PROVIDED TEXT
---+---
2.           Collection of Receivables.  Debtor agrees to execute, deliver, file and record all such notices, affidavits, assignments, financing statements and other instruments as shall in the judgment of Lender be necessary or desirable to evidence, validate and perfect the security interest of Lender in the Receivables.  Upon the occurrence of an Event of Default, Lender shall have the right to notify any persons or entities owing any Receivables and to demand and receive payment, but Lender shall have no duty so to do.  Upon request of Lender and upon an Event of Default as described in the Loan Agreement, Debtor shall notify such account debtors and shall indicate on all invoices to such account debtors that the accounts are payable to Lender.
 
3.           Insurance.  Debtor shall have and maintain insurance at all times with respect to all Equipment and Inventory consistent with the terms set forth in the Loan Agreement.
 
4.           Inspection.  Debtor shall at all times keep accurate and complete records of the Receivables and Debtor shall, consistent with the terms of the Loan Agreement, allow Lender, by or through any of its officers, agents, attorneys or accountants, to examine, inspect and make extracts from Debtor’s books and records and to arrange for verification of the Receivables directly with account debtors or by other methods and to examine and inspect the Collateral wherever located.  Debtor shall perform, do, make, execute and deliver all such additional and further acts, things, deeds, assurances and instruments as Lender may require to more completely vest in and assure to Lender its rights hereunder and in or to the Collateral.
---+---
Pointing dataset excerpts
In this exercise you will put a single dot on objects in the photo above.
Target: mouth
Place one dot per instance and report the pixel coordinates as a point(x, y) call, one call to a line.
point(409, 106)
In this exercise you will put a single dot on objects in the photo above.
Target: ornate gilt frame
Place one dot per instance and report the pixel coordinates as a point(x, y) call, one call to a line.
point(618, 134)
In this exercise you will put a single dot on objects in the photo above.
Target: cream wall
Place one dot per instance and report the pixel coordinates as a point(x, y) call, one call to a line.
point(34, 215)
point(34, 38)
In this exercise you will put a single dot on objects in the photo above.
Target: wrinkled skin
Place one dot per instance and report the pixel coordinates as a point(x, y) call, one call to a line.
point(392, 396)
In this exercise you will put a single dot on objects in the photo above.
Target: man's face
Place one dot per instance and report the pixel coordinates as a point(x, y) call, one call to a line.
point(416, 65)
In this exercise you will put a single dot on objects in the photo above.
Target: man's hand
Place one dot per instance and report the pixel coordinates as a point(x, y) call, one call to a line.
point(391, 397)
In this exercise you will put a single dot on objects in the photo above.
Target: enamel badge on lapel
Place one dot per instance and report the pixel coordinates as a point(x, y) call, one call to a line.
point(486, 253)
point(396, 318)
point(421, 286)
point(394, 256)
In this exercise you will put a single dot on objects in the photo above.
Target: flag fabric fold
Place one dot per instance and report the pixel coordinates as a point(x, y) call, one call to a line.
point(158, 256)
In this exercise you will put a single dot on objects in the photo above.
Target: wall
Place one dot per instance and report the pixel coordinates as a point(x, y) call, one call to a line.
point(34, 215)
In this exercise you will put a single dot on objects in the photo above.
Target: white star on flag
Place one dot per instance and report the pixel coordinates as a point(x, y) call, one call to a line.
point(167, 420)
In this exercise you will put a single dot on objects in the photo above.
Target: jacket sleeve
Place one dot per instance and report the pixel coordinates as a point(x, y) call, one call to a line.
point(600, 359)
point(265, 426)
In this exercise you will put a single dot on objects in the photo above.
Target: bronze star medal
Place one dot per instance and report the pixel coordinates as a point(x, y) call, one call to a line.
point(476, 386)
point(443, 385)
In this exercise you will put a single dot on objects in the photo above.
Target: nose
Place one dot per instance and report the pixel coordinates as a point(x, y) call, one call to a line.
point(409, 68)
---+---
REQUEST A
In the security agreement text, what must Debtor indicate on all invoices to account debtors when Lender requests it and an Event of Default has occurred?
REQUEST B
Write a continuation of the security agreement text that picks up after its final sentence.

FINAL RESULT A
Debtor must indicate that the accounts are payable to Lender.

FINAL RESULT B
 
5.           Preservation and Disposition of Collateral.
 
(a)           Except for the security interest granted hereby and Permitted Liens, Debtor shall keep the Collateral free from any and all liens, security interests, encumbrances, claims and interests.  Debtor shall advise Lender promptly, in writing and in reasonable detail, (i) of any material encumbrance upon or claim asserted against any of the Collateral; (ii) of any material change in the composition of the Collateral; and (iii) of the occurrence of any other event that would have a material effect upon the aggregate value of the Collateral or upon the security interest of Lender.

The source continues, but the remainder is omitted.